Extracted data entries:

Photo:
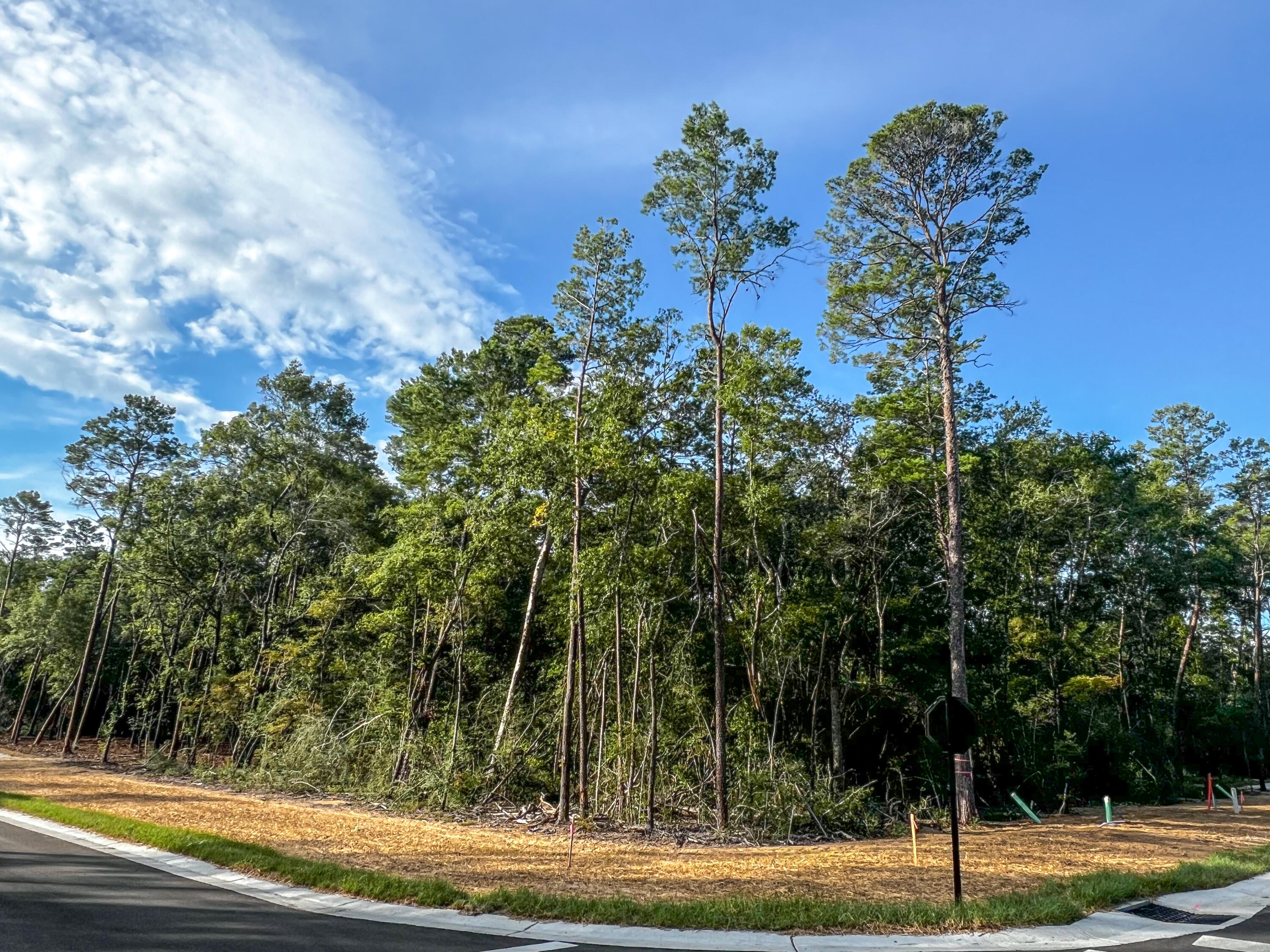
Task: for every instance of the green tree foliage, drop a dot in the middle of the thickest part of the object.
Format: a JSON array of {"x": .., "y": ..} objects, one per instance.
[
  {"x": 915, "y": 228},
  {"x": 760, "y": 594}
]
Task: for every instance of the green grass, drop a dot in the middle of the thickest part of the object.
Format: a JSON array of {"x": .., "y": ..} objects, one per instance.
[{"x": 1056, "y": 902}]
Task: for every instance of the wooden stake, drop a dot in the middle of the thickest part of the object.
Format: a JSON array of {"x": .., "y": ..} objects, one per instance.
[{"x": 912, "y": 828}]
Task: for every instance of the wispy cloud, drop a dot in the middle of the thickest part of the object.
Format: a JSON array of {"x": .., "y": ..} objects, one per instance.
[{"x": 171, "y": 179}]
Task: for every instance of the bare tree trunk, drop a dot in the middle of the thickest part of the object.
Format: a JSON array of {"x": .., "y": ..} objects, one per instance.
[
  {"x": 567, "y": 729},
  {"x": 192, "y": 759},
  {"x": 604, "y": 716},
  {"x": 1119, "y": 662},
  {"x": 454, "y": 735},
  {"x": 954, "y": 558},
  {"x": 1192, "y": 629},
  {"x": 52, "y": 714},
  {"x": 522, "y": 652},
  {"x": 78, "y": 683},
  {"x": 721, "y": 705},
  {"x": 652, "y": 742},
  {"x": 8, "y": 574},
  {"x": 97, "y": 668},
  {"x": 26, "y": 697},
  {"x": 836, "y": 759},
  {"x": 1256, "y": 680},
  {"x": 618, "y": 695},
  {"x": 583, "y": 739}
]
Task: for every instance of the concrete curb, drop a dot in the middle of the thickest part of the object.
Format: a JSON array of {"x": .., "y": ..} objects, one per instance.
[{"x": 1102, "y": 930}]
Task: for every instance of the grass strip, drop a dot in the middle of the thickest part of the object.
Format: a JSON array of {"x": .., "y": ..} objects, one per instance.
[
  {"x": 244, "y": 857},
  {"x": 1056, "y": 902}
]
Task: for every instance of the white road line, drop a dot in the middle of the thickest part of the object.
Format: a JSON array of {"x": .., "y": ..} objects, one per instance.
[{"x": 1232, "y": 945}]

DIRECTIVE: Reproduce the items word for word, starting at the line that contains "Task: for every instance of the white" and continuing through the last line of the items, with both ends included.

RESPONSE FOR THIS EXERCISE:
Task: for every instance of the white road line, drop a dot in the middle of the thickest part of the object.
Format: a JSON array of {"x": .., "y": ..} objects, one per instance.
[{"x": 1232, "y": 945}]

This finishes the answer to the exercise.